§ TASK OBJECTIVE
Convert the records into a numbered list, beginning at the line that contains "the bird's wing" and continuing through the last line of the records. Omit blank lines, and leave the pictures out of the list.

§ TASK DATA
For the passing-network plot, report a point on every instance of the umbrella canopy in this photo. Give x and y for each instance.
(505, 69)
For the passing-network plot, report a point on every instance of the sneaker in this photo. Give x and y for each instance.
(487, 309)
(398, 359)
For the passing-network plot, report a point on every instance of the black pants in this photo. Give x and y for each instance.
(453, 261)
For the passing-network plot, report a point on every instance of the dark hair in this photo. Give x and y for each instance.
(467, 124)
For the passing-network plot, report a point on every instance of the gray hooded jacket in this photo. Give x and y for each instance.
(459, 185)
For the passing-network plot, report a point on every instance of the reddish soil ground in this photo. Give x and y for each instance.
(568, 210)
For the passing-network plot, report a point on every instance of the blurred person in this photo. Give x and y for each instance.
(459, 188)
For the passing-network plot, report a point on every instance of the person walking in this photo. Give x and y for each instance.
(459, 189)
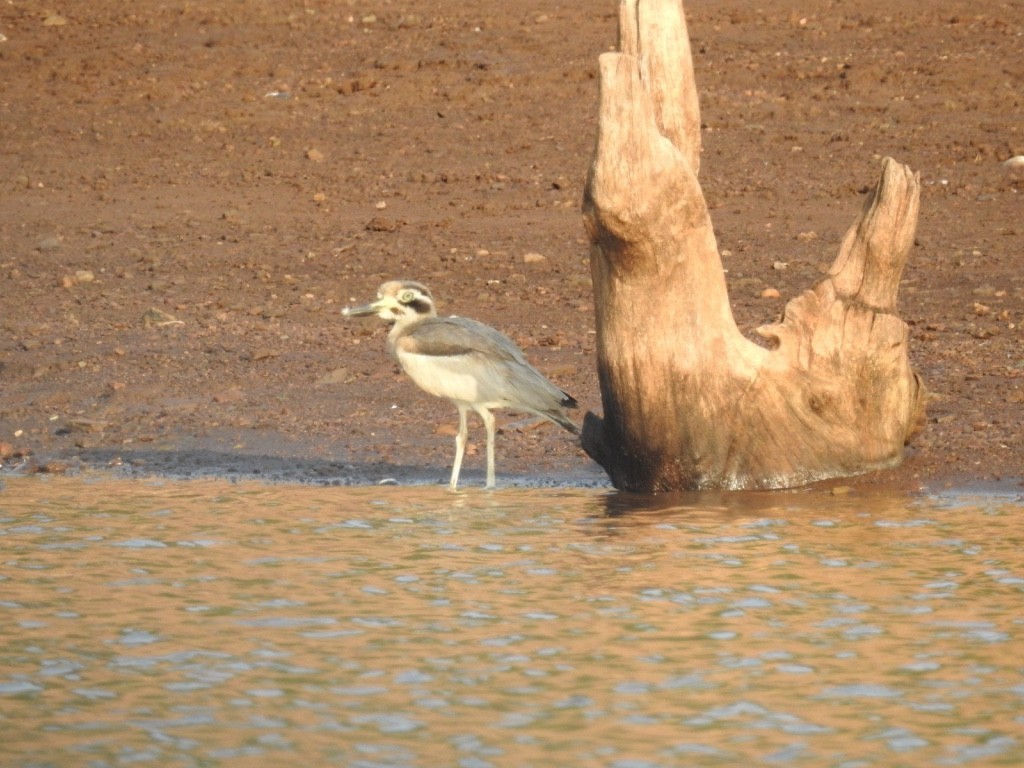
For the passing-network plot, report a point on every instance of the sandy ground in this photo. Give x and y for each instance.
(189, 193)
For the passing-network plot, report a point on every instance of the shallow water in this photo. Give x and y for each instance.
(204, 623)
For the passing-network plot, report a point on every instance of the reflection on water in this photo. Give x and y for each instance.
(244, 625)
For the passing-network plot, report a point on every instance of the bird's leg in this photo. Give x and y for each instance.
(488, 423)
(460, 446)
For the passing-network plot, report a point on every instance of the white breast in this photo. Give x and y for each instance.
(439, 376)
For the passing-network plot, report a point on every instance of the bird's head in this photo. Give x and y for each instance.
(398, 301)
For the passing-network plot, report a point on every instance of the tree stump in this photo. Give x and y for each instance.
(688, 401)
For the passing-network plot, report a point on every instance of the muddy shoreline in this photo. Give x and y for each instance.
(189, 196)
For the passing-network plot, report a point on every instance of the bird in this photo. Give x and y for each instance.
(473, 366)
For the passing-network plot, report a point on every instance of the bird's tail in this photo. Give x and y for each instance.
(559, 417)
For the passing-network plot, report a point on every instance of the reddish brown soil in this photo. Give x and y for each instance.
(251, 168)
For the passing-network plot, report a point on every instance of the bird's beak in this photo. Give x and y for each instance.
(361, 311)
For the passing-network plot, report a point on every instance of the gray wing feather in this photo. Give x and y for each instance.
(500, 367)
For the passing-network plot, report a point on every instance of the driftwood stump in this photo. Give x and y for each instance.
(688, 401)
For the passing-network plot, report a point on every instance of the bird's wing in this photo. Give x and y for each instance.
(453, 337)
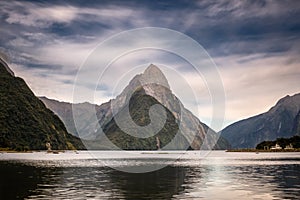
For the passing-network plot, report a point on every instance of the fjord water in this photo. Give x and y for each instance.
(217, 175)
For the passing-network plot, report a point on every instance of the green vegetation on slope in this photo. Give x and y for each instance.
(283, 142)
(25, 122)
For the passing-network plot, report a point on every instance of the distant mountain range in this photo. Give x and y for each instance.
(282, 120)
(144, 90)
(25, 122)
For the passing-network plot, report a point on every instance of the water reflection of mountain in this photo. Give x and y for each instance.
(213, 180)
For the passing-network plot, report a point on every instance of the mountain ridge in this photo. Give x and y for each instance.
(159, 89)
(281, 120)
(25, 122)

§ EXERCISE RESULT
1. For the passing-network plot, report a point on every instance of the bird's wing in this photo. Give x and y for each instance.
2. (453, 337)
3. For the passing-network plot, report a point on every instance of the fjord water in this photo. Give x and y for each instance.
4. (217, 175)
5. For the passing-network plot, report a point on every instance of the green vegetation on slope in this photo. Give x and y for each instance.
6. (283, 142)
7. (25, 122)
8. For the passing-network plot, report a point on every instance of the distant mountain range in this photo. Give x and y for each instance.
9. (282, 120)
10. (144, 90)
11. (25, 122)
12. For the passing-network plot, report a point on every instance of the water reflection of mountain in this photo. Give x and y for each instance.
13. (213, 180)
14. For the passing-network plot, report a point on every instance of the mountain ridge in this photo. Give x and y for each instance.
15. (159, 89)
16. (281, 120)
17. (25, 122)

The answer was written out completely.